## Required work
Exact reproduction is required for all entries.
╭─ Data provided
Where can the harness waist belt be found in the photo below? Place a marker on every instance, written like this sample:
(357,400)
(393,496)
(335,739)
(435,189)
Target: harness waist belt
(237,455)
╰─
## Solution below
Where can the harness waist belt be found in the photo below? Place a marker on every instance, written like this sample:
(357,400)
(393,496)
(335,739)
(435,189)
Target: harness waist belt
(237,455)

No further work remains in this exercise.